_Consegna_
Nella recensione di Le Daim riportata più avanti compaiono alcuni decenni del Novecento: li elenchi tutti.

_Blocco di testo_
Le Daim (Deerskin), il nuovo film di Quentin Dupieux al Festival di Cannes 2019
Il nuovo film di Quentin Dupiex apre la Quinzaine des Réalixateurs, sezione parallela al Festival di Cannes. Ecco le nostre riflessioni
C’è stato un tempo nella pubblicità, in cui la parola d’ordine era “Stupiscimi!”. È quel tempo, forse troppo vicino, che la serialità non ha ancora raccontato. Che trova le sue radici nella mitologia che percorre gli Anni Cinquanta, raggiungendo, con una quantità di cambiamenti mai visti prima, i Settanta (in parte meravigliosamente rappresentato in Mad Men), che degli Ottanta conserva la bulimia e che dopo un tuffo carpiato nella depressione e nella noia, riemerge dalle acque torbide della seconda metà degli Anni Novanta, attraverso le manie e ossessioni dei kidult. Ah, avevamo dimenticato questa parola! E invece no. È sempre lì, pronta a far capolino tra le pieghe del sentire di quella generazione adulta, che non vuole crescere mai. Quentin Dupieux, o per chi lo ricorda con altro nome, Mr. Oizo, è uno di loro. Un “tarantiniano”. Del resto l’autore americano è diventato il marchio di una generazione globale, e anche la sua punta più alta. Gli altri, tutti dietro, a rimasticare con una certa originalità (o anche senza) prodotti e sottoprodotti della cultura popolare. Molto favorito, il cinema di genere, ma non mancano le incursioni anche in quello d’autore, diventato a suo modo di genere, una volta guardato con gli occhi famelici del citazionismo (e soprattutto senza il talento drammaturgico di Tarantino). Se vogliamo incolpare qualcuno di queste innovazioni, non innovative, diventate retrospettivamente una specie di pantano ammantato di crossmedialità: ecco, è tutta colpa della pubblicità. E allora Quentin: stupiscici! Le Daim (Deerskin), settimo film del regista francese, non manca di originalità. Nonostante l’idea sia semplicissima da decodificare (e soprattutto da pensare) per un pubblicitario.

_Dati forniti_
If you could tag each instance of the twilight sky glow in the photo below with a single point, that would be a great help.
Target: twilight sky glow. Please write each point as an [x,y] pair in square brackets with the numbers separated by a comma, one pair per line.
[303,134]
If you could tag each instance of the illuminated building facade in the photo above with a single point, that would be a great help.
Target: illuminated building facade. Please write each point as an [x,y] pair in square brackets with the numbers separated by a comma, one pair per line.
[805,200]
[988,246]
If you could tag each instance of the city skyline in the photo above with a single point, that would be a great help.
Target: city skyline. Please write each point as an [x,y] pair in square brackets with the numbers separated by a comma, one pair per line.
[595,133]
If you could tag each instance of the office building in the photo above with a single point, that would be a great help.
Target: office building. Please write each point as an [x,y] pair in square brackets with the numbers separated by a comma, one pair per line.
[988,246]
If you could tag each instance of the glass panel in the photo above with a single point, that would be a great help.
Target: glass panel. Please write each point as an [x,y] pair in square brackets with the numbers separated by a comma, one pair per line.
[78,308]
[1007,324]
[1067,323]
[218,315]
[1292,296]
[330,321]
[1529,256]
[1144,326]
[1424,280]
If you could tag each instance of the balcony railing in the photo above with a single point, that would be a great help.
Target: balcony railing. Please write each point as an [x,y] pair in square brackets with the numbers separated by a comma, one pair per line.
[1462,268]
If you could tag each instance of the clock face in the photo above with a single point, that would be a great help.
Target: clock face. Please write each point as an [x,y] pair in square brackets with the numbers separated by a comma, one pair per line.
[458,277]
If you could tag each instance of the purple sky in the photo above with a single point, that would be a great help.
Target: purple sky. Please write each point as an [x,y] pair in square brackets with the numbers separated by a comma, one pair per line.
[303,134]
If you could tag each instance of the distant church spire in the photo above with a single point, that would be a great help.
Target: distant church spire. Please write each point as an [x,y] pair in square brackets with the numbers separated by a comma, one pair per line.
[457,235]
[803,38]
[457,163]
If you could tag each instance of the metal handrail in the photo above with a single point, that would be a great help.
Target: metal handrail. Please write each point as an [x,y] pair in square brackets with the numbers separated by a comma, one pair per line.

...

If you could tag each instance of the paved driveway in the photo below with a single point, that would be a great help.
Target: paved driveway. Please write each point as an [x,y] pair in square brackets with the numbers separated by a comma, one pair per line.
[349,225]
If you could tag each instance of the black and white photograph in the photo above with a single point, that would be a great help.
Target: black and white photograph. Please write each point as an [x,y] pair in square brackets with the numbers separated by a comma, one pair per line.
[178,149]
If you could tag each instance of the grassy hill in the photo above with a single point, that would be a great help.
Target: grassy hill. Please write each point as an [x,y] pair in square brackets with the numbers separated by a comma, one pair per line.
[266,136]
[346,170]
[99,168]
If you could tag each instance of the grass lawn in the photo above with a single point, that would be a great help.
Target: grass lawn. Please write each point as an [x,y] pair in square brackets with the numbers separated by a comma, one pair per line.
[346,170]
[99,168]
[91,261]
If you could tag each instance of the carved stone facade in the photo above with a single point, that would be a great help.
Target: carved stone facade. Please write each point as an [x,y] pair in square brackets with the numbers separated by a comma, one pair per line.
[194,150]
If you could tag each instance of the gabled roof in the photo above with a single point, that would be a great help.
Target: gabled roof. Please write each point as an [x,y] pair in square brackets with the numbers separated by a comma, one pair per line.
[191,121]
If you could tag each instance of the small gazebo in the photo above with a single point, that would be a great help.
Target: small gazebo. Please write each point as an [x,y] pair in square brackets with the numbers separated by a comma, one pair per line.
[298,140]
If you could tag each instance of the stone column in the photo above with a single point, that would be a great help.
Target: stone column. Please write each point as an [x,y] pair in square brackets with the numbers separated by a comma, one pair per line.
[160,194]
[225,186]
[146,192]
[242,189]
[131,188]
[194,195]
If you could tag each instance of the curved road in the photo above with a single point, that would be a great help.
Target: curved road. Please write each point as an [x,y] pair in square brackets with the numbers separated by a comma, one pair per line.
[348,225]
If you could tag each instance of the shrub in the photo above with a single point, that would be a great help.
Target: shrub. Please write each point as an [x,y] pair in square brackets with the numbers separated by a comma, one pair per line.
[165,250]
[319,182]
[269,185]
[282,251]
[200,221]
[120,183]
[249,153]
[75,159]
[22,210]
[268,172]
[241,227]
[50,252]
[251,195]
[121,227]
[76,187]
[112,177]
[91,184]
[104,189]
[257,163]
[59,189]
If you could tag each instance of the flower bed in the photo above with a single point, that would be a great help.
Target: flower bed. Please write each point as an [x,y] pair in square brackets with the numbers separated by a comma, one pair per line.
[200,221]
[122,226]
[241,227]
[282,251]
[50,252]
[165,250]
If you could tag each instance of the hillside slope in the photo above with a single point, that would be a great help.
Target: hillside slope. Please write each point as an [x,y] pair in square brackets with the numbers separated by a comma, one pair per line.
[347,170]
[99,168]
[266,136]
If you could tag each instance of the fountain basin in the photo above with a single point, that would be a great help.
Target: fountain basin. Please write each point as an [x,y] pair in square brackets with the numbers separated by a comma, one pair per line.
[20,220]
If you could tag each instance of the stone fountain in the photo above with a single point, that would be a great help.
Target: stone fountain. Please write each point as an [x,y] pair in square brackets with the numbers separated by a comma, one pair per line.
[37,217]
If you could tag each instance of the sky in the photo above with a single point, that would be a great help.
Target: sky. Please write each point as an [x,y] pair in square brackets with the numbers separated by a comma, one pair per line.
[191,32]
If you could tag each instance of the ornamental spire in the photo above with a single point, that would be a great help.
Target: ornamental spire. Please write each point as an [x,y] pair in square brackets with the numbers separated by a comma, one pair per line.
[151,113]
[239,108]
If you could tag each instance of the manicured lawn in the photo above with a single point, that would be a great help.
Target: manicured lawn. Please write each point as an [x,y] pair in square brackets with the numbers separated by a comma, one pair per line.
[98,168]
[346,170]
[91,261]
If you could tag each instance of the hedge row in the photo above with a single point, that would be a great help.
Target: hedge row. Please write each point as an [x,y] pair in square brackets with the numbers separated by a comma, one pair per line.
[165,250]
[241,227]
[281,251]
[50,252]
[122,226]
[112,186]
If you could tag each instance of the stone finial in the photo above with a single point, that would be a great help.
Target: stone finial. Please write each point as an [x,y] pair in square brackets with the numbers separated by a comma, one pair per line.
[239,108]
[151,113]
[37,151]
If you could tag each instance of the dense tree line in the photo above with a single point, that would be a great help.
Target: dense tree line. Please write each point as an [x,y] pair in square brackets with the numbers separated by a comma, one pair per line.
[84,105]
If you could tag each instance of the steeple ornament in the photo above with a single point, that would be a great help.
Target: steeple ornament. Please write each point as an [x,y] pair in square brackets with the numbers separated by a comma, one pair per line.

_Risultato_
- Anni Cinquanta
- Anni Settanta
- Anni Ottanta
- Anni Novanta